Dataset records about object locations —
+-------+
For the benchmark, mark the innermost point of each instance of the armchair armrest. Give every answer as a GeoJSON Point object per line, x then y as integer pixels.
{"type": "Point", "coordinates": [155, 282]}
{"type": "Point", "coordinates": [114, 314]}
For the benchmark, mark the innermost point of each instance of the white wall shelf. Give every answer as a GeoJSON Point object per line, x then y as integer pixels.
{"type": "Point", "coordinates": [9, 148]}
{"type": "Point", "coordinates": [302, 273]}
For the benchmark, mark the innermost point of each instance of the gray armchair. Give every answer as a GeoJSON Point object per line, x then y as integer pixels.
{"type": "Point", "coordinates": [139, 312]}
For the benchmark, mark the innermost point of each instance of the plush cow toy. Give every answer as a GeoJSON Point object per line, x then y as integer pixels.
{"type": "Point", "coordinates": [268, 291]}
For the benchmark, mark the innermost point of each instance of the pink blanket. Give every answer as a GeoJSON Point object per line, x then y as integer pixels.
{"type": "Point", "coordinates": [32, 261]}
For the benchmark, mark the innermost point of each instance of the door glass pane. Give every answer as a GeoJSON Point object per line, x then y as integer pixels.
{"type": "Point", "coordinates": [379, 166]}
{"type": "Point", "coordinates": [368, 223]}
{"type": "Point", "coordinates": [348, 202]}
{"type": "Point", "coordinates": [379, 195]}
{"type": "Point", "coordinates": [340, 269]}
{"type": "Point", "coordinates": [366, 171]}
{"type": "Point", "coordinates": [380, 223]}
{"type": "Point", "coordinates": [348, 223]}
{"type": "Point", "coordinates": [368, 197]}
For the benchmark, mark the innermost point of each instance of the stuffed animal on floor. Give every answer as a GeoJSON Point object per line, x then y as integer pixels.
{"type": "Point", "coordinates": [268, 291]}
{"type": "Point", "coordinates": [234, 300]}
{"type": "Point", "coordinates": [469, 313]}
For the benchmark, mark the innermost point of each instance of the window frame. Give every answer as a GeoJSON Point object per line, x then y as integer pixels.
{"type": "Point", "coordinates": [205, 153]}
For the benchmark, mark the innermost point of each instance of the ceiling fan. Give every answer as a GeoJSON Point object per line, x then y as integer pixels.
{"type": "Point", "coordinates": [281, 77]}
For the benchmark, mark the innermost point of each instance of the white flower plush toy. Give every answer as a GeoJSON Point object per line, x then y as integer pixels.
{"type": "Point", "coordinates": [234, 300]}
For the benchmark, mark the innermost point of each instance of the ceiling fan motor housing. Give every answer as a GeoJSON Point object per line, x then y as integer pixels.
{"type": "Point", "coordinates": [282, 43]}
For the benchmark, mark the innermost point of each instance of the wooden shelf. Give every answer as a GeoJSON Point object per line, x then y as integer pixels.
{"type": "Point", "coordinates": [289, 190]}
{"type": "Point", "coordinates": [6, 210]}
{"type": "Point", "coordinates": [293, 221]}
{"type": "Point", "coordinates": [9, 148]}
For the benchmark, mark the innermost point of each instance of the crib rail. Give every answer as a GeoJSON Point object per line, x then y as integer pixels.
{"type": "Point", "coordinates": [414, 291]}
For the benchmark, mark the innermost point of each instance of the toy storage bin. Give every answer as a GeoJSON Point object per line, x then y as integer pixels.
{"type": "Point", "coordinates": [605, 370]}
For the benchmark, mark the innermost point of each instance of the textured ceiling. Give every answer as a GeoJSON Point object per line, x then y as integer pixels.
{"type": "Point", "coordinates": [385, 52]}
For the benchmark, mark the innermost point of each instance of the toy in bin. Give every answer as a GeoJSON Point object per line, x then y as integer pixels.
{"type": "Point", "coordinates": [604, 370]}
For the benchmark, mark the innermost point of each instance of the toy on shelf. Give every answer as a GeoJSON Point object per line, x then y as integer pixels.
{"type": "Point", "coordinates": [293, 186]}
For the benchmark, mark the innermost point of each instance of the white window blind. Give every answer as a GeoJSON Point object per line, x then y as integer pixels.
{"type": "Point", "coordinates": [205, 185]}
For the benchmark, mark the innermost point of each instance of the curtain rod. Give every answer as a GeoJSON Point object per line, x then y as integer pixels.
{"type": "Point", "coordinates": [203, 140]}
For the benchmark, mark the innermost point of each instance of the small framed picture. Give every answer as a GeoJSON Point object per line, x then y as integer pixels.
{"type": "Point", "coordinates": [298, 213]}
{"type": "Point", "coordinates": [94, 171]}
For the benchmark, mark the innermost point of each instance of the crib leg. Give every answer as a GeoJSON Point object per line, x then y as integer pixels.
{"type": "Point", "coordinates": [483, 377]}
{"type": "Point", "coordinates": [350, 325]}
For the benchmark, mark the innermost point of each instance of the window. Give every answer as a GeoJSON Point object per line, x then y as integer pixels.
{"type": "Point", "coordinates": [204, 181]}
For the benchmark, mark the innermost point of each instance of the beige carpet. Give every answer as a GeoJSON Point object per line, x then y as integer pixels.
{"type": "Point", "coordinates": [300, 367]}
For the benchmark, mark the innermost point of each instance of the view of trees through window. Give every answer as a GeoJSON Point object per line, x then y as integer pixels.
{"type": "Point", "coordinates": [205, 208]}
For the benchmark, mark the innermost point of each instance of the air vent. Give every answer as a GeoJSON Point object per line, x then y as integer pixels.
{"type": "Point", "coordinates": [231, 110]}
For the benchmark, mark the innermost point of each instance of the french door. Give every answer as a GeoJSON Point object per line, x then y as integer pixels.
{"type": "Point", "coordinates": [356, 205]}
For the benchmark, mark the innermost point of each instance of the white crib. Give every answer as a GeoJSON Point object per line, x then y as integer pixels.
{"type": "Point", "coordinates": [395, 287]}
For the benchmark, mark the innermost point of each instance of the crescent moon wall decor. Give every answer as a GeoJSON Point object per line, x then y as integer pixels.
+-------+
Give back the whole listing, word for word.

For the benchmark, mark the innermost point of each instance of the armchair armrest. Give every answer as a GeoJSON Point object per line, x then y as integer pixels.
{"type": "Point", "coordinates": [155, 282]}
{"type": "Point", "coordinates": [114, 314]}
For the benchmark, mark the innermost point of each instance of the white wall shelf. Give every answer as a GeoJSON Point object per line, x then y as integer pixels.
{"type": "Point", "coordinates": [9, 148]}
{"type": "Point", "coordinates": [302, 273]}
For the benchmark, mark the innermost point of each instance of the gray armchair. Give every answer as a GeoJSON Point object per line, x then y as integer pixels.
{"type": "Point", "coordinates": [139, 312]}
For the benchmark, mark the innermost point of each instance of the plush cow toy. Give every answer as a GeoJSON Point object per line, x then y as integer pixels.
{"type": "Point", "coordinates": [268, 291]}
For the benchmark, mark the innermost point of each instance of the pink blanket. Give every answer as a GeoJSON Point object per line, x then y as integer pixels.
{"type": "Point", "coordinates": [32, 261]}
For the benchmark, mark the innermost point of each instance of the door glass pane. Give every answer as a GeoJSON Point object per line, x then y as integer pixels.
{"type": "Point", "coordinates": [379, 166]}
{"type": "Point", "coordinates": [368, 223]}
{"type": "Point", "coordinates": [348, 202]}
{"type": "Point", "coordinates": [379, 195]}
{"type": "Point", "coordinates": [340, 269]}
{"type": "Point", "coordinates": [366, 171]}
{"type": "Point", "coordinates": [380, 223]}
{"type": "Point", "coordinates": [348, 223]}
{"type": "Point", "coordinates": [368, 197]}
For the benchmark, mark the innermost point of each instance of the stuffed animal on floor. Give every answer as a GeoJSON Point object per line, x then y as integer pixels.
{"type": "Point", "coordinates": [268, 291]}
{"type": "Point", "coordinates": [234, 300]}
{"type": "Point", "coordinates": [469, 313]}
For the benchmark, mark the innermost point of each instance of the window frame. Give every answer as a GeoJSON Point object per line, x then y as integer pixels.
{"type": "Point", "coordinates": [205, 153]}
For the benchmark, mark the innermost point of each instance of the ceiling fan. Give every answer as a GeoJSON Point object per line, x then y as integer pixels.
{"type": "Point", "coordinates": [281, 77]}
For the benchmark, mark the innermost point of each instance of the white flower plush toy. Give every answer as a GeoJSON Point object per line, x then y as integer pixels.
{"type": "Point", "coordinates": [234, 300]}
For the benchmark, mark the innermost point of each instance of the ceiling fan motor housing. Give every answer as a GeoJSON Point object per line, x then y as integer pixels.
{"type": "Point", "coordinates": [282, 43]}
For the benchmark, mark the innermost point of each instance of the wooden shelf. Give every answer as a GeoJSON Point object per line, x then y as integer pixels.
{"type": "Point", "coordinates": [289, 190]}
{"type": "Point", "coordinates": [6, 210]}
{"type": "Point", "coordinates": [293, 221]}
{"type": "Point", "coordinates": [9, 148]}
For the benchmark, mark the innermost point of each instance of the crib rail. Give every answer as a GeoJSON Point object per line, x then y as integer pixels.
{"type": "Point", "coordinates": [414, 291]}
For the benchmark, mark the innermost point of each instance of the toy storage bin. Give every answer as a GeoJSON Point object per line, x then y as integer pixels.
{"type": "Point", "coordinates": [605, 370]}
For the benchmark, mark the innermost point of each instance of the textured ceiling. Give every answer as a GeoJSON Point object per line, x then y as integer pixels.
{"type": "Point", "coordinates": [385, 52]}
For the benchmark, mark the innermost point of each instance of the toy in bin. Give every answer as a GeoJSON Point object per line, x then y as integer pixels.
{"type": "Point", "coordinates": [604, 370]}
For the benchmark, mark the innermost point of each instance of the toy on shelf. Give every answer as a GeoJSON Point object per line, x then y as integer pixels.
{"type": "Point", "coordinates": [293, 186]}
For the benchmark, mark the innermost point of each instance of the white window blind. Give every answer as a GeoJSON Point object per line, x then y as integer pixels.
{"type": "Point", "coordinates": [205, 185]}
For the benchmark, mark the innermost point of each instance of the curtain rod. Give every answer as a GeoJSON Point object per line, x then y as integer pixels.
{"type": "Point", "coordinates": [203, 140]}
For the benchmark, mark the innermost point of each instance of the small framed picture. Give every answer as a GeoJSON Point object per line, x then y as integer pixels.
{"type": "Point", "coordinates": [298, 213]}
{"type": "Point", "coordinates": [94, 171]}
For the benchmark, mark the innermost point of each instance of the crib leg. Give every answer as a GeoJSON Point object per line, x then y as integer pixels.
{"type": "Point", "coordinates": [483, 377]}
{"type": "Point", "coordinates": [350, 325]}
For the benchmark, mark the innermost point of each instance of the window. Give every answer as a GeoJSON Point object per line, x then y as integer pixels.
{"type": "Point", "coordinates": [204, 181]}
For the benchmark, mark the innermost point of each instance of the beige carpet. Give every answer as a GeoJSON Point object per line, x then y as integer pixels.
{"type": "Point", "coordinates": [300, 367]}
For the benchmark, mark the innermost point of each instance of the view of trees through window. Give every answer as a GeoJSON Point object per line, x then y as integer pixels.
{"type": "Point", "coordinates": [205, 208]}
For the benchmark, mark the innermost point of each instance of the air vent. Give every answer as a GeoJSON Point object per line, x then y as integer pixels.
{"type": "Point", "coordinates": [231, 110]}
For the benchmark, mark the innermost point of each instance of the french door. Give every answer as a GeoJSON Point object per line, x then y as integer pixels.
{"type": "Point", "coordinates": [356, 205]}
For the benchmark, mark the innermost point of each instance of the white crib. Give every answer as a GeoJSON Point object per line, x then y as integer pixels.
{"type": "Point", "coordinates": [395, 287]}
For the benchmark, mark the innermost point of each instance of the crescent moon wall decor. Give every answer as a GeoJSON Point object per line, x then y as integer pixels.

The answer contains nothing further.